### GOAL
Swap "thickest part" for "widest part" everywhere in the lines below and keep everything else unchanged. Leave the pictures out.

### GIVEN RECORDS
########
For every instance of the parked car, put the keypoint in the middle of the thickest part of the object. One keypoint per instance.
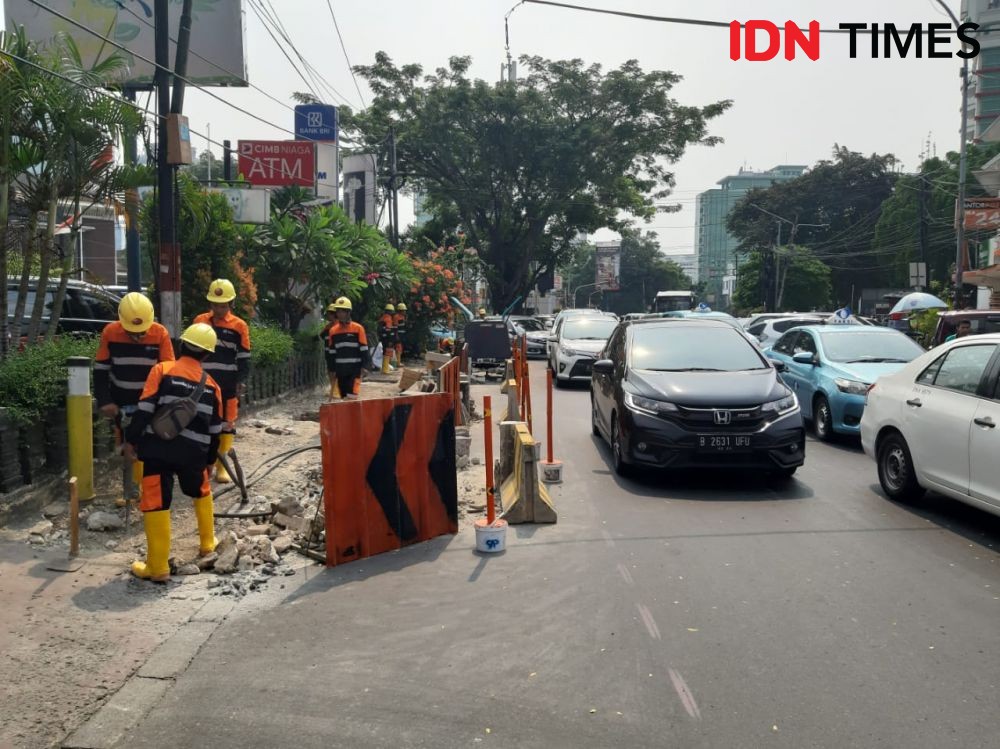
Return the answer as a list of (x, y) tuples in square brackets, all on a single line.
[(690, 393), (982, 321), (86, 308), (767, 332), (933, 424), (831, 367), (575, 344)]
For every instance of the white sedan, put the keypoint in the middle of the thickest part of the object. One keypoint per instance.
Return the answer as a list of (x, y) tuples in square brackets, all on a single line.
[(934, 424)]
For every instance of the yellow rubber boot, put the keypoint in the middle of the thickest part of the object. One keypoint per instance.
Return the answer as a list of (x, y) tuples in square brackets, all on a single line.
[(204, 510), (156, 567), (225, 444)]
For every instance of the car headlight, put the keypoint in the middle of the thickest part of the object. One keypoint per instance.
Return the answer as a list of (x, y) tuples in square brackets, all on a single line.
[(782, 406), (648, 405), (853, 387)]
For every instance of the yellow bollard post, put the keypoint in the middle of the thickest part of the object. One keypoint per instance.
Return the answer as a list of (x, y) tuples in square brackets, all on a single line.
[(80, 425)]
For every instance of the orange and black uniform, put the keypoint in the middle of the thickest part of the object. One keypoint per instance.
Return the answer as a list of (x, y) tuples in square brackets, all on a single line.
[(190, 454), (347, 354), (230, 364), (122, 363), (387, 332)]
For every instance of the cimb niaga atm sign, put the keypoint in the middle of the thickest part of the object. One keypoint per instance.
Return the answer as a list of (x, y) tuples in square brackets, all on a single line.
[(278, 163)]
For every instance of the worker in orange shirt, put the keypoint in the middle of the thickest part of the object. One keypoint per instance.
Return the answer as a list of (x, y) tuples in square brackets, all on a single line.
[(401, 331), (229, 366), (128, 349), (387, 335)]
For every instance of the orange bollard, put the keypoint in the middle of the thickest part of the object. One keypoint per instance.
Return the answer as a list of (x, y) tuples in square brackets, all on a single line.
[(551, 468), (488, 439)]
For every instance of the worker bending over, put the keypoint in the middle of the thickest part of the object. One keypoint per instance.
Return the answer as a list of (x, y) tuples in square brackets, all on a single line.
[(127, 352), (188, 456), (346, 352), (229, 365)]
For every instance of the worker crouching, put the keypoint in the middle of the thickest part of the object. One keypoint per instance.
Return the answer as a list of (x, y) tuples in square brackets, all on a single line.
[(346, 352), (175, 432)]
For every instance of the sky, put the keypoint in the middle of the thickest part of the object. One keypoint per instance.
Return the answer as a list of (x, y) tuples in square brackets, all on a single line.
[(784, 112)]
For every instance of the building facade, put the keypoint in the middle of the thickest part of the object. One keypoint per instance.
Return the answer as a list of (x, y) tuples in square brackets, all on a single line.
[(715, 248)]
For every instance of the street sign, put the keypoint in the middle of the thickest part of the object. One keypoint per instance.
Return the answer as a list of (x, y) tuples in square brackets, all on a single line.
[(982, 214), (316, 122), (278, 163)]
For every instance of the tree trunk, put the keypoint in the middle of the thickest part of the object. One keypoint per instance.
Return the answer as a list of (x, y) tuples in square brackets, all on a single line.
[(35, 324), (23, 287)]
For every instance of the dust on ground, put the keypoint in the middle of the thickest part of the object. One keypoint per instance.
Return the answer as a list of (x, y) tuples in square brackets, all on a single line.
[(70, 640)]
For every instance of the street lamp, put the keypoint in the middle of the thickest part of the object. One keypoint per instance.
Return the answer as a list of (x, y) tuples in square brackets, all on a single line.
[(960, 233)]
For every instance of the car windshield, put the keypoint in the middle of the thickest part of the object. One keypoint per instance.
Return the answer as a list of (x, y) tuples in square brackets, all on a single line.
[(589, 329), (693, 348), (865, 346)]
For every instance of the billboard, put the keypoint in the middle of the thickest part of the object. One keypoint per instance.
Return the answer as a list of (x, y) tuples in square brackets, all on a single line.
[(359, 187), (609, 260), (316, 122), (217, 35), (982, 214), (278, 163)]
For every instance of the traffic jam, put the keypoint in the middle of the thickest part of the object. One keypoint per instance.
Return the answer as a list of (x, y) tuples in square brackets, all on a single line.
[(698, 389)]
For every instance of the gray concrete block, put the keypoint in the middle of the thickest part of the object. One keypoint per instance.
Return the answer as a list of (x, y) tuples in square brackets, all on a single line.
[(119, 716), (176, 653)]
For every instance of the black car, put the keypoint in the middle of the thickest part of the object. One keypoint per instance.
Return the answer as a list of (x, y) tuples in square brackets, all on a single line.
[(685, 393)]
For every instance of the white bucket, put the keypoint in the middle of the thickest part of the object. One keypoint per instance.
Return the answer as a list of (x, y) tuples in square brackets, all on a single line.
[(491, 539)]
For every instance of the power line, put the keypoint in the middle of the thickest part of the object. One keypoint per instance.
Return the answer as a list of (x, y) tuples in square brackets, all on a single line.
[(329, 4)]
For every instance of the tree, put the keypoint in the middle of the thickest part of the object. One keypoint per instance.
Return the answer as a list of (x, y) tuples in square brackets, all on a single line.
[(896, 241), (841, 200), (806, 284), (528, 165)]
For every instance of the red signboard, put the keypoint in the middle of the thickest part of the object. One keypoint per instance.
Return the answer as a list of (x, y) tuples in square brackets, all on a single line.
[(278, 163), (982, 214)]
########
### SOLUTION FOR THIS PROBLEM
For every instance of the parked car, put the keypoint in the middle of the widest part of the object. One keypoint per instance.
Return the answer as a list of (x, y) tuples in square brackets, all on a single line.
[(690, 393), (982, 321), (86, 308), (767, 332), (933, 424), (831, 367), (575, 344)]
For every instance of the white sedan, put the keypoint in the middle of the widest part of the object. One keypoint per instance.
Return the answer as a list of (x, y) tuples in square brackets, all on a single line.
[(934, 424)]
For every instance of the yellow rubber boot, put the keypoint in the middle of the widest part of the object. One keypoint per instance.
Return the answer as a list of (x, y) tuples in square brackets, all on a single line.
[(204, 510), (156, 567), (225, 444)]
For every instance of the car headlight, put the keypoint in the middle of the widest part of the object. One keypoint per instance.
Return the answer as a list of (x, y) tuples in square brackets, all on a single line.
[(782, 406), (648, 405), (853, 387)]
For every instance of the yellow bollard post, put the keypoint in the middle of the widest part of the object. One keypoint per instance.
Return the answer as a list of (x, y) tuples in square brackets, all on a single line.
[(80, 425)]
For every instance of the orange and black uniform, put the keypoint in the middle of the widest part of the object. One keypoint per instance.
Return the answer as a list of (x, y) tuples in square brackets, all on a single line.
[(190, 454), (347, 354), (230, 364), (122, 363), (387, 332)]
For every instance of the cimb niaga atm sign, put the keypoint in the middle of the widest part of the object. One keypoint per instance.
Return the answer as a list of (x, y) tuples in square brackets, all on a single line.
[(278, 163)]
For every instance of the worker in orange shirt, put the keypoint in the middle of the widest part of the object. One keypoint per instance.
Return the answer as a list of (x, y) tuples in square brackets, all on a single line.
[(401, 331), (229, 366), (128, 349), (387, 335)]
For every instance of the orange bollard, put the keypoint in the middle of the widest part of the object. One keypoint per instance.
Return the answer as a list of (x, y) tuples in square brackets, all on a single line.
[(551, 468), (488, 439)]
For every instance of the worker bending over, put the keypoint in the middle of the widest part of the object. One keypoint per instance.
Return the answer as a list of (x, y) tuples in square brackets, all on a single line.
[(127, 352), (188, 456), (346, 352), (229, 365)]
For every instance of the worker crouching, put the keypoint in the middle of the widest part of the object. One keypoint per instance.
Return the answer as a list of (x, y) tuples in square brackets, all on a single line.
[(346, 352), (175, 432)]
For every instance of the sky, put the keypoint in the middle of the widest part of the object. One keypoint per instance.
Return the answer as a list of (x, y) tuples in square brackets, all on a single line.
[(784, 112)]
For every instance of the building facade, put the keypoint in the middle of the widest part of the object. One keypoint per instance.
Return the answer as a list of (x, y) tuples in square brackets, all on a single line.
[(715, 248)]
For every instance of the street sign, put the keypoint in the middle of the widest part of the object. One keypoint per instance.
Return the answer as a list of (x, y) tuples in square brackets, all on a single line.
[(982, 214), (316, 122), (278, 163)]
For every instance of the tree trunk, put the keypoint in the middle of the widest part of the object. One keypoint per instance.
Return the answer as a list of (x, y) tuples in square brackets, all on a single line.
[(35, 324), (23, 287)]
For every instance of the dust on ground, put the keypoint in the middle of the widest part of the object. One keypoint per instance.
Return the answer as a list of (x, y) tuples in square brackets, all on a single line.
[(70, 640)]
For every instance of the street lamp, put the keypoint in the middle of the widest part of the object. One keypoint per instance.
Return the answer as a list of (x, y) tuples in square brackets, all on a single line.
[(960, 233)]
For every instance of the car windshield, put the keypoint in the middle of the widest part of the object. One keypoint per instance.
Return the answer as a list of (x, y) tuples in square brackets, all on a single line.
[(589, 329), (693, 348), (865, 346)]
For every instance of the billboard, put the keypoint in the middle of the widest part of the object. One keypoint per instance.
Return the answer as a list of (x, y) tuples in square brackets, all on a single line.
[(359, 187), (609, 260), (316, 122), (217, 35), (982, 214), (278, 163)]
For every instance of the traffic jam, put the keypoint in the middle of the widest part of the object. One keypoint per instance.
Return the answer as a list of (x, y) tuples in square brackets, all on a single line.
[(698, 389)]
For every instance of the gray concrete block, put the keypoint in the middle of the widest part of the object. One keypoint per instance.
Return the answer as a list of (x, y) tuples in square brackets, all on a single line.
[(119, 716), (176, 653)]
For every instance of the black car, put the keypoint in the middle of the widest part of the object. One keypoint per instance.
Return the answer as a list of (x, y) tuples in square brackets, all on a single line.
[(685, 393)]
For every instance of the white bucket, put the keypoint in the middle of the widest part of the object. One keypoint per instance.
Return the answer as a list of (x, y) tuples in square brackets, all on a single line.
[(491, 539)]
For every instance of the power line, put the keypoint in the middle of the widest part of the object. One keypoint per instance.
Return the answer as a list of (x, y) tuples in square brackets, all on a single line.
[(329, 4)]
For every instance of the tree, put the keypoint in the middle of the widest part of the object. One keypoint per instance.
Return the answer as a list of (x, y) tuples in square brackets, all on a single line.
[(896, 241), (841, 200), (806, 284), (528, 165)]
For every instance of the red signboard, put the keypoint in the middle of the widest part of the object. One keypoint per instance.
Return the answer as a list of (x, y) tuples in square brackets, all on a single line.
[(278, 163), (982, 214)]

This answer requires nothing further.